## TASK PROMPT
All lines below containing the string "table" are to be copied.

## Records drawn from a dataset
□ □ □ □ □ □ □
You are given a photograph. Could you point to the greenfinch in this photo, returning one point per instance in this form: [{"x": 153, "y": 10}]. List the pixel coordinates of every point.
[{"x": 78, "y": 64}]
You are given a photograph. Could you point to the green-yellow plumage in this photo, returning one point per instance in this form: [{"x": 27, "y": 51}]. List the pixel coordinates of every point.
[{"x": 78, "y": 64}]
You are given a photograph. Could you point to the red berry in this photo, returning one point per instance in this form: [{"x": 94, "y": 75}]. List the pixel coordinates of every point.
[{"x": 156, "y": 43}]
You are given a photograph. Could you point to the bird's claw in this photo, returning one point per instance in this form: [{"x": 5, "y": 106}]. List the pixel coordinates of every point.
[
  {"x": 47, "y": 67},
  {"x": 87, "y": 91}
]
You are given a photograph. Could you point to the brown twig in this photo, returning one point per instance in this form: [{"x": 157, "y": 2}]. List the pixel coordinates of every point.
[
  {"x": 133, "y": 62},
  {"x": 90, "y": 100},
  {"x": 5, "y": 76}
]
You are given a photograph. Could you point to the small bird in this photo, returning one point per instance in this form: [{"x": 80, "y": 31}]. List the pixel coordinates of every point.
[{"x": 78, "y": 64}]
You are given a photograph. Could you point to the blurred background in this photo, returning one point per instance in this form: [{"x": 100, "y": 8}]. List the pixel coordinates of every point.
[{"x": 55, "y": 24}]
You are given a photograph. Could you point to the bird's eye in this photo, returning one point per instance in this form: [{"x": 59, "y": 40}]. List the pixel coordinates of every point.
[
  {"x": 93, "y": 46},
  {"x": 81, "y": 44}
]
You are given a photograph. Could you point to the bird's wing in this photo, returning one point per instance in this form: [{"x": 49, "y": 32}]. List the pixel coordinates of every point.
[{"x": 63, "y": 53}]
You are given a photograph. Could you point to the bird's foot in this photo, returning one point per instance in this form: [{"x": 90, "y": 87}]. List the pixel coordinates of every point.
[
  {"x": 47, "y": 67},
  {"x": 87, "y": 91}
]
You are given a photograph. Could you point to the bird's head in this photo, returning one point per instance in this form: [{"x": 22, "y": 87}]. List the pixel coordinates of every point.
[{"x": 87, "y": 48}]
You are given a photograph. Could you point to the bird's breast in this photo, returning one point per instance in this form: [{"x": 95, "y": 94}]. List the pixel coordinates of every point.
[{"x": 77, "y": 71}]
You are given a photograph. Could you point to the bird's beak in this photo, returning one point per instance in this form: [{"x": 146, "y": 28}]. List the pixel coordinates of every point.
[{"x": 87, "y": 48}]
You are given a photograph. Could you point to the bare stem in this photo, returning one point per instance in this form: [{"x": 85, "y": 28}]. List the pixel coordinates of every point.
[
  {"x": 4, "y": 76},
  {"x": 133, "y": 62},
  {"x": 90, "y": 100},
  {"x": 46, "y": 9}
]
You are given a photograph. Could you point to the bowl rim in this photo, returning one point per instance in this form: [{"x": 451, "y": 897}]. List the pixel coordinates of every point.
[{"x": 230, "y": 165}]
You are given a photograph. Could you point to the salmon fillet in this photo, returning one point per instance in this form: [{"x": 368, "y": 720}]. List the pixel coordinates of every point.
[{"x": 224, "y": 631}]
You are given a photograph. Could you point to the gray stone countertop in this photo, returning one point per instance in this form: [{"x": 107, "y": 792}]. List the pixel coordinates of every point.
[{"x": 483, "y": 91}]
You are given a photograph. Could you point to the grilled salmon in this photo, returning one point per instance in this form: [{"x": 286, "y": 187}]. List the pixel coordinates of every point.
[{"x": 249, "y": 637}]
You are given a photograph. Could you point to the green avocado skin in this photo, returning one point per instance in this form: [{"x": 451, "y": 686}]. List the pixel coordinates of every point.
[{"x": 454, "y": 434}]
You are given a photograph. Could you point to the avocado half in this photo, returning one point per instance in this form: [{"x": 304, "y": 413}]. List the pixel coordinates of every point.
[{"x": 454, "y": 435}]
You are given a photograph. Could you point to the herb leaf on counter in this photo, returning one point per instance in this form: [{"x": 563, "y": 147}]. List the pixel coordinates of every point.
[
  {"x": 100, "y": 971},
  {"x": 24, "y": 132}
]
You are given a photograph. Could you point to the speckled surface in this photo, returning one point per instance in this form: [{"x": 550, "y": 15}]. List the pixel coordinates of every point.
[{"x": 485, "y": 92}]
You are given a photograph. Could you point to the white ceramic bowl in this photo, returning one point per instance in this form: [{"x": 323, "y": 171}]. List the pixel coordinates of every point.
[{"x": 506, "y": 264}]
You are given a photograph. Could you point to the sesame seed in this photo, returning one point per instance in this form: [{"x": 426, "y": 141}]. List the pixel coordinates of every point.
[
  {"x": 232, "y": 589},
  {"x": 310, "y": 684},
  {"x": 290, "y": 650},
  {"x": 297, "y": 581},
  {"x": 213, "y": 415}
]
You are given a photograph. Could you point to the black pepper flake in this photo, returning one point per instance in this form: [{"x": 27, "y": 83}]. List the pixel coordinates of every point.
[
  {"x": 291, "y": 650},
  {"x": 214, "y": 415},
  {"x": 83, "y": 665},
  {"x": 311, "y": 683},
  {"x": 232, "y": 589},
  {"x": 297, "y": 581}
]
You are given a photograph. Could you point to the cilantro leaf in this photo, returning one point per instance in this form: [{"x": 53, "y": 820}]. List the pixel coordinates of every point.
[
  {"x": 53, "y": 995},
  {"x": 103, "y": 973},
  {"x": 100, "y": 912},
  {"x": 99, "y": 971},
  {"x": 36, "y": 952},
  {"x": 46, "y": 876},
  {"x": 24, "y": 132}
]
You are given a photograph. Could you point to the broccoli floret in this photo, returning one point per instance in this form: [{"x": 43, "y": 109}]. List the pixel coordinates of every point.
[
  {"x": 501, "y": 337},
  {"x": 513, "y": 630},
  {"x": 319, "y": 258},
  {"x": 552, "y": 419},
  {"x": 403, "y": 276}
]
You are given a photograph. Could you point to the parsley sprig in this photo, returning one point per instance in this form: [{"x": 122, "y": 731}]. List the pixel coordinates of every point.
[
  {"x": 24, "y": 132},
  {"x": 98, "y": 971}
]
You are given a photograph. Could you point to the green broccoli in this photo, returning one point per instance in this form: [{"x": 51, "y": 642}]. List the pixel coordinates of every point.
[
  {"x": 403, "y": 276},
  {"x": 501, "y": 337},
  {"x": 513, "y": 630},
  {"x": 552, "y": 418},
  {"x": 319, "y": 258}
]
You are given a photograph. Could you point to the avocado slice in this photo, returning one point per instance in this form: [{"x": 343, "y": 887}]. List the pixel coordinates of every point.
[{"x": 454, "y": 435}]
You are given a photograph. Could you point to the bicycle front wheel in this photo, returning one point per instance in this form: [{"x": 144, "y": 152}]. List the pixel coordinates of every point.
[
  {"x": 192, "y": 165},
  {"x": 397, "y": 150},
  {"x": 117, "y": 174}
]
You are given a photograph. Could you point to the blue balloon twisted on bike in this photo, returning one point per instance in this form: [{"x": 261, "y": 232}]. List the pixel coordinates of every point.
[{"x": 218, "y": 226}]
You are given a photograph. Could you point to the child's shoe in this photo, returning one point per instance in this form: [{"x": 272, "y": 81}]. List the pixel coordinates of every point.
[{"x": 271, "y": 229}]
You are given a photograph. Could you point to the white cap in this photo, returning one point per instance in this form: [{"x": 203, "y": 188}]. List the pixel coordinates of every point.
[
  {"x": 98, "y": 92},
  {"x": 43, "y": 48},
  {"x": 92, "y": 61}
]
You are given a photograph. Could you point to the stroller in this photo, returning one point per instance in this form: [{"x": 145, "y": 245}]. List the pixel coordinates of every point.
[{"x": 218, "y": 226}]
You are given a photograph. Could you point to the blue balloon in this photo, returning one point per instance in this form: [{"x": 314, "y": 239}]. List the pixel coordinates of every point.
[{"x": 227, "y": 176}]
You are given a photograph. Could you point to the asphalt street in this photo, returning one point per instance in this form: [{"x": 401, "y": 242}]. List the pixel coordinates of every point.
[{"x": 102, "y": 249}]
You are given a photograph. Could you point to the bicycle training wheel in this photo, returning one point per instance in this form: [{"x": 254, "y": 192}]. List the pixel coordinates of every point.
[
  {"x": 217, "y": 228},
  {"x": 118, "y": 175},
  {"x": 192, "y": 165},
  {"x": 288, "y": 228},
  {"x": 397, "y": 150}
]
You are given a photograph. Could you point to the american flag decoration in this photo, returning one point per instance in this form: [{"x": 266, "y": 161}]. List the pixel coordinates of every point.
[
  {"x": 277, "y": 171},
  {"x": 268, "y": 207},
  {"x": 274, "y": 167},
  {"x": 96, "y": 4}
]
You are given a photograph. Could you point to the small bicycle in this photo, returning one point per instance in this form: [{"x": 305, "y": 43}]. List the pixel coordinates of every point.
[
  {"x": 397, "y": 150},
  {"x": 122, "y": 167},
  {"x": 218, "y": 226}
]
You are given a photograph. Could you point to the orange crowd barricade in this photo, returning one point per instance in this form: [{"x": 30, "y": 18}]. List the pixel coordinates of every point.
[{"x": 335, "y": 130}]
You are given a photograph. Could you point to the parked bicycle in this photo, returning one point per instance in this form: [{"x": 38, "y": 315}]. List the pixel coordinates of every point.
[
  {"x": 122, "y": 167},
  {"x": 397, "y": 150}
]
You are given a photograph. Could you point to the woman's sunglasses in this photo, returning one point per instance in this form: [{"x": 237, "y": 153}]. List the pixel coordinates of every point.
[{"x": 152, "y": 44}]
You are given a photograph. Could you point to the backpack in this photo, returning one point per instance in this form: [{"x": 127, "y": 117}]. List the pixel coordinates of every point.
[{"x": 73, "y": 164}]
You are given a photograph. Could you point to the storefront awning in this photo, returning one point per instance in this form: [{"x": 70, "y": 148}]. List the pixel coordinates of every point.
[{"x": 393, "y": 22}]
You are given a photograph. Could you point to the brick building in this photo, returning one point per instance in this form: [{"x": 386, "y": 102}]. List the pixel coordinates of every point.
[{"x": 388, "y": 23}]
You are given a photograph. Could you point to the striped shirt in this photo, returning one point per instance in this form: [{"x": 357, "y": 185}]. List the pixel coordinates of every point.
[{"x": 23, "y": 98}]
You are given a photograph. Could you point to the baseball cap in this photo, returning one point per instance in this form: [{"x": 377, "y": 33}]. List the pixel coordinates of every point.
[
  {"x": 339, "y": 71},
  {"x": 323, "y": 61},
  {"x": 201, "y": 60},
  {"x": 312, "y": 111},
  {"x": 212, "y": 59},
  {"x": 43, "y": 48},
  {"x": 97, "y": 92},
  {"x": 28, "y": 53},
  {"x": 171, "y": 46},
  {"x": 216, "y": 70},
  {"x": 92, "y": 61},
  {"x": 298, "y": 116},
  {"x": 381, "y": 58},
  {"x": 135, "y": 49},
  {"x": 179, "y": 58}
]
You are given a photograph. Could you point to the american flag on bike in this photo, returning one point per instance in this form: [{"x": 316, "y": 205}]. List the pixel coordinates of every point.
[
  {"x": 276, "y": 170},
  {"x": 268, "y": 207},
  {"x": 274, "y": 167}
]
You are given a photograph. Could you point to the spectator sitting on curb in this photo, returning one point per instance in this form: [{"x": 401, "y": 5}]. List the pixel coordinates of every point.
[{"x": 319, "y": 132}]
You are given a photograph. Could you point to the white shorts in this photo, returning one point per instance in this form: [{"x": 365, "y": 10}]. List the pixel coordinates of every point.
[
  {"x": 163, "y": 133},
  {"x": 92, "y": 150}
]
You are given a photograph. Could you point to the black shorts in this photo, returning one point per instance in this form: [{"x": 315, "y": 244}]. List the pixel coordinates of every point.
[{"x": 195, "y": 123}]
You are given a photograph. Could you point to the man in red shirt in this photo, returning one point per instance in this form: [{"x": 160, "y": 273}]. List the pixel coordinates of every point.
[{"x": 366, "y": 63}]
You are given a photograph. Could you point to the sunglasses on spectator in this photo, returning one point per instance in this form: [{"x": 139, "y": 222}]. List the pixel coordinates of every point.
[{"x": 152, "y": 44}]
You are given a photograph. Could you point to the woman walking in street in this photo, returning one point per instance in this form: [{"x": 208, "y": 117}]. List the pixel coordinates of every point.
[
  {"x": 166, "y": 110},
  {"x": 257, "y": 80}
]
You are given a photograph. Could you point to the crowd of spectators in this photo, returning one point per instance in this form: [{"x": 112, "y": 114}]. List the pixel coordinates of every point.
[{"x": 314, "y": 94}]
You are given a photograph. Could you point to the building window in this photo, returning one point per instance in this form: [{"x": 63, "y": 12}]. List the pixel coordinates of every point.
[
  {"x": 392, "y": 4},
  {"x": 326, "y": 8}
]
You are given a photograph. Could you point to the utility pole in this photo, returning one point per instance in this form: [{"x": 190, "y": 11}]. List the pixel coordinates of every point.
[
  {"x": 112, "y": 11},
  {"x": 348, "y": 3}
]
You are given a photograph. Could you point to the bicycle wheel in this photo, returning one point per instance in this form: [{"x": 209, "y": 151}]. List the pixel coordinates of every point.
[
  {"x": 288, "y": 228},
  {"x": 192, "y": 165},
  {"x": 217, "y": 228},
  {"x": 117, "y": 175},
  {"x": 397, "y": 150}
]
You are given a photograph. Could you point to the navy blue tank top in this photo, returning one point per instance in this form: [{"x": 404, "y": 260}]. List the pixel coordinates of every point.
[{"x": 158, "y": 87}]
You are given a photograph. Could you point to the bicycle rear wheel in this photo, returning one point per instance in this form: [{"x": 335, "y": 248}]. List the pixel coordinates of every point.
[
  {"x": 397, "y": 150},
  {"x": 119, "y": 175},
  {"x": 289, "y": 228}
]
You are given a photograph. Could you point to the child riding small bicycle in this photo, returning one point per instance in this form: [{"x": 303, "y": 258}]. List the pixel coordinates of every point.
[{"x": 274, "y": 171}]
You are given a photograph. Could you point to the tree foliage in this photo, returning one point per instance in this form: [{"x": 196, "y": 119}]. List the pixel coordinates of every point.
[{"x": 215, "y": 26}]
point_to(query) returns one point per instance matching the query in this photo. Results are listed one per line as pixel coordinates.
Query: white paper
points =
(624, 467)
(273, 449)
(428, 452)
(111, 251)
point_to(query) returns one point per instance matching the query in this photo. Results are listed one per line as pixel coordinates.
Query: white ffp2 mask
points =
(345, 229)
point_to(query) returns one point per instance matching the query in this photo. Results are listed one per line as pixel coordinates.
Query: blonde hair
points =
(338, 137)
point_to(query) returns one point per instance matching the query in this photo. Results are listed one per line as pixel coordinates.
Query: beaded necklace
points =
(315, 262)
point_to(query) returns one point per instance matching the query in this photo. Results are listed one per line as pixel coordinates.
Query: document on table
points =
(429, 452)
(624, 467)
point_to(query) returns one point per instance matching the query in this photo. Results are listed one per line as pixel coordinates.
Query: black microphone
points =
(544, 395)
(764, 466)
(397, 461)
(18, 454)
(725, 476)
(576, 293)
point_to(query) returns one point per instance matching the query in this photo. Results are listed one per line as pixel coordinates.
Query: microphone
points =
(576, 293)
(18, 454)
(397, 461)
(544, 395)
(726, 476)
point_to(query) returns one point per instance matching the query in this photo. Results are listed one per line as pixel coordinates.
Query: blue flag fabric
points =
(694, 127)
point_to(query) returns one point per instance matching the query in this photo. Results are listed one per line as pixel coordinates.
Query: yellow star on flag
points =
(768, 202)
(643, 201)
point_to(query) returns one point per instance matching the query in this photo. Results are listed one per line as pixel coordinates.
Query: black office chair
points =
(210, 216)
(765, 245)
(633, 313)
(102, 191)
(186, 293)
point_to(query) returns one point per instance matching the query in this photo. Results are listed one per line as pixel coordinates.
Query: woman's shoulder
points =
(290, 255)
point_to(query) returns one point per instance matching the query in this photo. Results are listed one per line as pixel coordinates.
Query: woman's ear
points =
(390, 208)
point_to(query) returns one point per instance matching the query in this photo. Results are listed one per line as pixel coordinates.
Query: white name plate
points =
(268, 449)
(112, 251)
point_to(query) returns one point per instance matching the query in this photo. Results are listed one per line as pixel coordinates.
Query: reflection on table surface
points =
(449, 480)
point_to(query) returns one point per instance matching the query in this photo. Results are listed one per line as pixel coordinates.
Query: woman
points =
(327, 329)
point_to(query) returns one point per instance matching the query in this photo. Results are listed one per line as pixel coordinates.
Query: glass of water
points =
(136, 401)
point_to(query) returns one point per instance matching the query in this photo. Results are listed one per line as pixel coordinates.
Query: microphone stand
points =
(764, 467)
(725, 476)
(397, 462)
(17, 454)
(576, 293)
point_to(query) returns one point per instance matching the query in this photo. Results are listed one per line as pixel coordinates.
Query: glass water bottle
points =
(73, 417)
□ □ □ □ □ □ □
## SOLUTION TO THIS TASK
Query: document on table
Query: reflection on table surface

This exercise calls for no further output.